_RECORDS PROVIDED:_
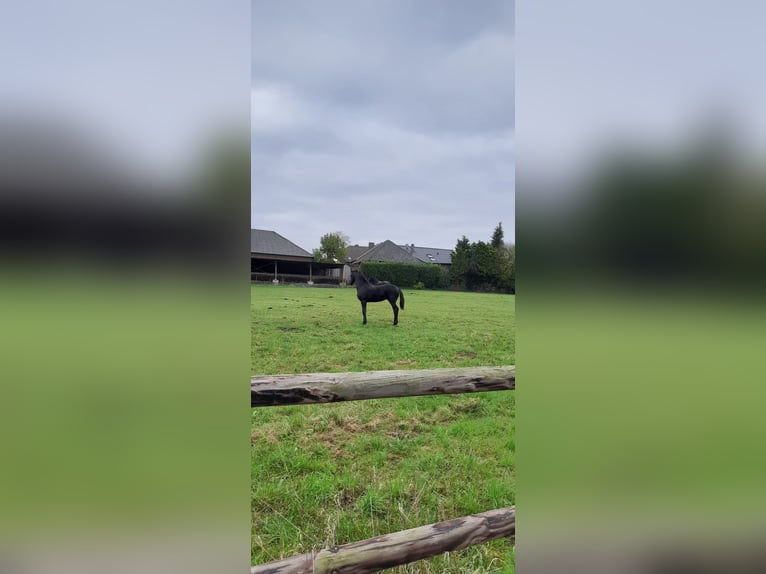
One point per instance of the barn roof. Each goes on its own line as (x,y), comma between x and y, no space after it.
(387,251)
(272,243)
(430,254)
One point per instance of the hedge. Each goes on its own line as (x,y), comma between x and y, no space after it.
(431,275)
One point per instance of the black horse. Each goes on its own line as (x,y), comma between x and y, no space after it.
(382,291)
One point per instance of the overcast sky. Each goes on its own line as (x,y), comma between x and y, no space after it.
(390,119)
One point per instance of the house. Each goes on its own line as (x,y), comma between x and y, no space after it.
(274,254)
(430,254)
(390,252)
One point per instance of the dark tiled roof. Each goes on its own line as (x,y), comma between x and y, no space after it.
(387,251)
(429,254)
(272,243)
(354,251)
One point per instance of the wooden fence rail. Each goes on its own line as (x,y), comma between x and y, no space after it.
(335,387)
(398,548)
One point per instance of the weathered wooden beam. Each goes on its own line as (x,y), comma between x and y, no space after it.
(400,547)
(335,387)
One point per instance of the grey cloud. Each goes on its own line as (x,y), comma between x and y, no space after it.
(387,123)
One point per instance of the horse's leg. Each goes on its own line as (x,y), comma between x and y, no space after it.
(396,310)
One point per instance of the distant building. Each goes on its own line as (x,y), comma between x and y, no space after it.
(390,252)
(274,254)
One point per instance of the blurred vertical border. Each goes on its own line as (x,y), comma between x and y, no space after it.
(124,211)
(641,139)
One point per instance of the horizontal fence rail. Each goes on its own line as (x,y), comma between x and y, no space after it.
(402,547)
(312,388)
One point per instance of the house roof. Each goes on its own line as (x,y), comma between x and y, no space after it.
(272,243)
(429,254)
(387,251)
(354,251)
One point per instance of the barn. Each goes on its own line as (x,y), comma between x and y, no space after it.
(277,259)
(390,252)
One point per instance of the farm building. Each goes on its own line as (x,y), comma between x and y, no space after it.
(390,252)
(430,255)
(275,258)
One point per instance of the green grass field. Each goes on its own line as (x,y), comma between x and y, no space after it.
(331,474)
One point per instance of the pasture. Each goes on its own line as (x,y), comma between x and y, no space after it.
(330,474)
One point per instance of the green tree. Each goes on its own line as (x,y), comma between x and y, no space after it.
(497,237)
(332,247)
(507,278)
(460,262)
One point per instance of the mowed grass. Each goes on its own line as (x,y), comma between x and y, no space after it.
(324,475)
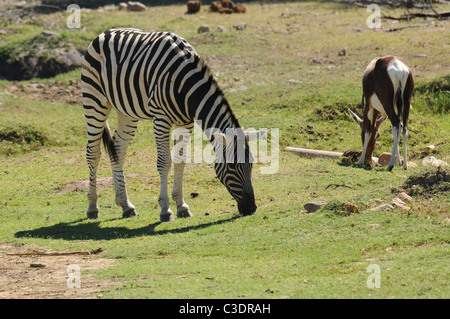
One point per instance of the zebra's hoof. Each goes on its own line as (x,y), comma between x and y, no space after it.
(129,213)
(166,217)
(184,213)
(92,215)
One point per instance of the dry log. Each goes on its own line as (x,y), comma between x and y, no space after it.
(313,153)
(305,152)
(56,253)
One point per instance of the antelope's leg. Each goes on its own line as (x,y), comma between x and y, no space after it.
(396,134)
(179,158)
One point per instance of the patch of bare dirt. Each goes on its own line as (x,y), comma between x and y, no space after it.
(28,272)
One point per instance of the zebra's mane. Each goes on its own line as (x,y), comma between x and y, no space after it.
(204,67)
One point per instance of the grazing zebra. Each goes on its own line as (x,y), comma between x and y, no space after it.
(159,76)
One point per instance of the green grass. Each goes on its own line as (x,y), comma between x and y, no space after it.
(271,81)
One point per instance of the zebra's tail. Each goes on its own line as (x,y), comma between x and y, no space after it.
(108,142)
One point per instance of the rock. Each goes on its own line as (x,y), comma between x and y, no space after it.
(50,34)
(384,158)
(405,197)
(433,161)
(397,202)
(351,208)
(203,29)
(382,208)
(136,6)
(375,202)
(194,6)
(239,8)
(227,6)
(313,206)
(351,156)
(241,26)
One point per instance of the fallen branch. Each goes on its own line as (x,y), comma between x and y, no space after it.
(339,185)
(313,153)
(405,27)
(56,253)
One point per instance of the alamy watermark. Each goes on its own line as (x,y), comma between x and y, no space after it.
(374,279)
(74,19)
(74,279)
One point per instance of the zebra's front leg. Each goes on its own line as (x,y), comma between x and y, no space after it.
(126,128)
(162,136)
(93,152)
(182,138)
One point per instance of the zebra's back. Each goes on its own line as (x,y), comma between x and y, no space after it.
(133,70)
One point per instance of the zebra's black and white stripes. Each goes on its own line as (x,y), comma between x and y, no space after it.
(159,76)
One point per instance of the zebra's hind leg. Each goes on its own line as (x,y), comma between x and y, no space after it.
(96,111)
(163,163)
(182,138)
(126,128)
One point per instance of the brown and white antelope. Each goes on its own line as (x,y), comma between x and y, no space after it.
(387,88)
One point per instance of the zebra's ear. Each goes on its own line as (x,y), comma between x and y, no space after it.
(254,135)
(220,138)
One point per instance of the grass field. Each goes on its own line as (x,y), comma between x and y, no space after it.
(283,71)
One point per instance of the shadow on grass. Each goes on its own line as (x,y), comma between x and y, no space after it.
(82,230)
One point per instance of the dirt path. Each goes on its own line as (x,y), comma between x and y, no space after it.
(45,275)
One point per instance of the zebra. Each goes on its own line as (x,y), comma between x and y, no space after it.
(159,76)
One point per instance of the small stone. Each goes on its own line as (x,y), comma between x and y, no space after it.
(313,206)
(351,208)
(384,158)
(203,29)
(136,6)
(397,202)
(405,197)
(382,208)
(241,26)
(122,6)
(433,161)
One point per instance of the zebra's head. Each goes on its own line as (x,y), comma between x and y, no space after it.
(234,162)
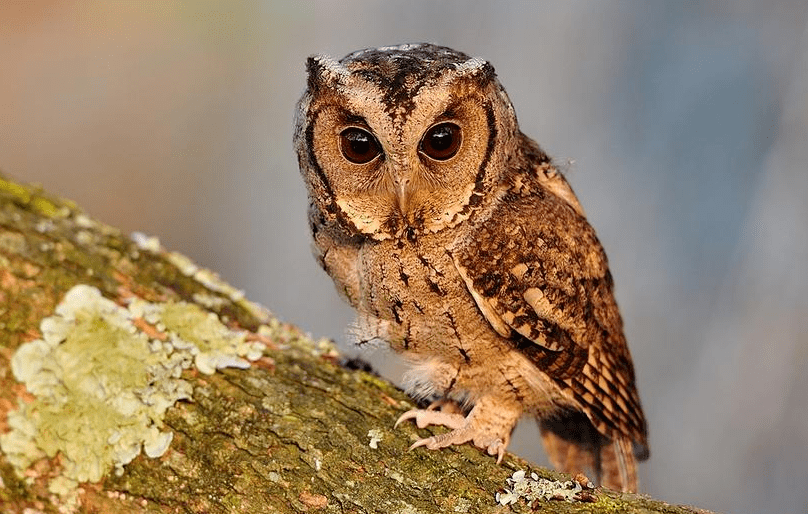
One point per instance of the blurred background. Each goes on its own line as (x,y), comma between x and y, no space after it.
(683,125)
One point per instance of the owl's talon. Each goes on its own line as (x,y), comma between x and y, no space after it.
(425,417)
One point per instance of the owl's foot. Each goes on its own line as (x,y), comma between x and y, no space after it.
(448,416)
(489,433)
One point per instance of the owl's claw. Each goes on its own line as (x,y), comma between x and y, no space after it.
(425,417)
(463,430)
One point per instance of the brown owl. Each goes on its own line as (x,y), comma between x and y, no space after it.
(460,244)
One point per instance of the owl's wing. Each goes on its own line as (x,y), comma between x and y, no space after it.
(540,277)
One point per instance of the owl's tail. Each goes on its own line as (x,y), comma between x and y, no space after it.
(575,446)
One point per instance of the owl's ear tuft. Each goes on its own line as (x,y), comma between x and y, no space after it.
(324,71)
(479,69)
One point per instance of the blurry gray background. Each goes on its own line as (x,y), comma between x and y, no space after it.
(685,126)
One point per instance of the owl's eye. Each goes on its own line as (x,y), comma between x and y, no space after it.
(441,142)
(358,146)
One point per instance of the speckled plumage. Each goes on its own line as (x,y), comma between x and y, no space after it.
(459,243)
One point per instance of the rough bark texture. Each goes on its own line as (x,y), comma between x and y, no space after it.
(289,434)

_EXERCISE OBJECTIVE:_ Could you arrange all the lines of the records above into a numbered list, skipping any blank lines and leaving the pictures out?

_RESULT FOR THIS TASK:_
1. One point per instance of the barn roof. Each goes on its own line as (x,y), comma between x and y, no space after it.
2. (387,251)
3. (272,243)
4. (430,254)
5. One point per instance of the hedge. Each goes on its own line as (x,y), comma between x and y, no space after it.
6. (431,275)
7. One point per instance of the black horse. Each goes on its own line as (x,y), comma between x and y, no space after it.
8. (382,291)
9. One point per instance of the overcast sky. Each goes on its own line as (x,y), comma between x and y, no space after it.
10. (390,119)
11. One point per instance of the house. Each goes on its own line as (x,y), comma between x and y, no space after it.
12. (274,254)
13. (430,254)
14. (390,252)
15. One point per instance of the dark tiled roof. Each goes on its own line as (x,y), comma between x and y, no space after it.
16. (387,251)
17. (429,254)
18. (272,243)
19. (354,251)
20. One point per instance of the wooden fence rail. Each goes on its own line as (x,y), comma between x and y, no space after it.
21. (335,387)
22. (398,548)
23. One point per instance of the weathered wooden beam. Each goes on its own line as (x,y), comma between x and y, no space after it.
24. (400,547)
25. (335,387)
26. One point per instance of the grey cloud. Each goes on its own line as (x,y), comma between x and y, no space after it.
27. (387,123)
28. One point per instance of the horse's leg. Each goes on its own line as (x,y), comma between x and y, no space after it.
29. (396,310)
30. One point per instance of the distant building. Each goes on its own line as (x,y), comma between x and y, no space after it.
31. (390,252)
32. (274,254)
33. One point per instance of the blurred vertical border. Each goes on its own line as (x,y), comma between x and y, no space after it.
34. (124,211)
35. (641,139)
36. One point per instance of the horizontal fence rail. Each goes on its own line as (x,y), comma between x and y, no space after it.
37. (402,547)
38. (312,388)
39. One point per instance of the house roof. Each goes on its own line as (x,y), comma between x and y, no space after it.
40. (272,243)
41. (429,254)
42. (387,251)
43. (354,251)
44. One point per instance of the barn. Each goes on its own line as (x,y), comma between x and y, no space after it.
45. (277,259)
46. (390,252)
47. One point per instance of the farm building. Each goes on its own line as (x,y), comma between x and y, no space after it.
48. (390,252)
49. (430,255)
50. (275,258)
51. One point per instance of the green grass field. Each goes on its own line as (x,y), comma between x and y, no space after it.
52. (331,474)
53. One point per instance of the pasture. Each goes on its own line as (x,y), comma between x and y, no space after it.
54. (330,474)
55. One point per instance of the green tree. Each goes on its own line as (x,y), comma between x and y, no space after it.
56. (497,237)
57. (332,247)
58. (507,278)
59. (460,262)
60. One point per instance of the mowed grass. Each goes on its own line as (x,y), comma between x and y, no space after it.
61. (324,475)
62. One point per instance of the zebra's hoof. Each goes on its own line as (x,y), comma between x and y, no space after it.
63. (129,213)
64. (166,217)
65. (184,213)
66. (92,215)
67. One point per instance of the dry log. Each goes on its own line as (x,y), comma between x and y, no space after it.
68. (313,153)
69. (305,152)
70. (56,253)
71. One point per instance of the antelope's leg. Each goes on its own line as (x,y), comma between x and y, no space after it.
72. (396,134)
73. (179,158)
74. One point per instance of the patch of bare dirt. Each goes on its own line as (x,y), comma between x and y, no space after it.
75. (28,272)
76. One point per instance of the zebra's mane. Each goes on its own line as (x,y), comma between x and y, no space after it.
77. (204,67)
78. One point per instance of the grazing zebra. Each goes on its own line as (x,y), comma between x and y, no space after it.
79. (159,76)
80. One point per instance of the green grass. Each goes on its own line as (x,y), comma between x and y, no space after it.
81. (271,81)
82. One point per instance of the zebra's tail. Each goes on its own line as (x,y), comma between x and y, no space after it.
83. (108,142)
84. One point per instance of the rock. Each goes on its own line as (x,y), comma between x and y, no space after it.
85. (50,34)
86. (384,158)
87. (405,197)
88. (433,161)
89. (397,202)
90. (351,208)
91. (203,29)
92. (382,208)
93. (136,6)
94. (375,202)
95. (194,6)
96. (239,8)
97. (227,6)
98. (313,206)
99. (351,156)
100. (241,26)
101. One point per instance of the fallen branch. Each goes on its own line as (x,y), comma between x and y, no space after it.
102. (339,185)
103. (313,153)
104. (405,27)
105. (56,253)
106. One point per instance of the alamy watermark. Each goes on its own line as (x,y), comma between x and y, no space after it.
107. (374,279)
108. (74,19)
109. (74,279)
110. One point per instance of the zebra's front leg. Each goes on its own line as (x,y), comma between x and y, no space after it.
111. (126,128)
112. (162,136)
113. (93,152)
114. (182,138)
115. One point per instance of the zebra's back. Each goes on its own line as (x,y), comma between x and y, no space after it.
116. (133,70)
117. One point per instance of the zebra's black and white stripes. Each goes on its own line as (x,y), comma between x and y, no space after it.
118. (159,76)
119. One point per instance of the zebra's hind leg. Each goes on its own line as (x,y), comma between x and y, no space after it.
120. (96,111)
121. (163,163)
122. (182,138)
123. (126,128)
124. One point per instance of the brown and white antelope. Each goes on its own line as (x,y), comma between x and y, no space after it.
125. (387,88)
126. One point per instance of the zebra's ear. Each goes on its own line as (x,y), comma between x and y, no space after it.
127. (254,135)
128. (220,138)
129. One point per instance of the grass field. Each goes on its own line as (x,y), comma between x and y, no space after it.
130. (283,71)
131. One point per instance of the shadow on grass. Each goes on its own line as (x,y), comma between x and y, no space after it.
132. (82,230)
133. One point per instance of the dirt path. Each goes on its own line as (x,y), comma between x and y, no space after it.
134. (45,275)
135. One point per instance of the zebra. Each goes on its own line as (x,y), comma between x and y, no space after it.
136. (159,76)
137. One point per instance of the small stone. Each goes on its own line as (x,y), comma between x and y, no space after it.
138. (313,206)
139. (351,208)
140. (384,158)
141. (203,29)
142. (136,6)
143. (397,202)
144. (405,197)
145. (382,208)
146. (241,26)
147. (122,6)
148. (433,161)
149. One point per instance of the zebra's head. Each goes on its own line as (x,y), comma between x and y, no space after it.
150. (234,162)
151. One point per instance of the blurred background. Each goes on its own line as (x,y), comma between x and y, no space after it.
152. (683,125)
153. One point per instance of the owl's talon. Each goes on its own line as (x,y), comma between x and y, no space after it.
154. (425,417)
155. One point per instance of the owl's foot. Each goes on its own line as (x,y), comma between x and y, no space after it.
156. (448,416)
157. (489,433)
158. One point per instance of the owl's claw. Each goes on its own line as (x,y), comma between x and y, no space after it.
159. (425,417)
160. (463,430)
161. One point per instance of the brown owl. Each goes on its own line as (x,y), comma between x and y, no space after it.
162. (460,244)
163. One point per instance of the owl's wing. Each goes on its own line as (x,y), comma between x and y, no space after it.
164. (540,277)
165. One point per instance of the owl's tail. Each goes on its own line as (x,y), comma between x and y, no space after it.
166. (575,446)
167. One point per instance of the owl's ear tuft. Each goes on its own line as (x,y), comma between x and y, no space after it.
168. (324,71)
169. (479,69)
170. One point per instance of the blurry gray background. Each goes on its own line as (x,y), comma between x and y, no space after it.
171. (685,126)
172. One point per instance of the owl's eye. Each goes on its own line as (x,y), comma between x and y, no space after it.
173. (441,142)
174. (358,146)
175. One point per instance of the speckled plumage. Each goes on its own line as (x,y), comma between x and y, no space after it.
176. (459,243)
177. One point per instance of the rough bark texture. Each goes on its own line as (x,y), comma between x and y, no space after it.
178. (289,434)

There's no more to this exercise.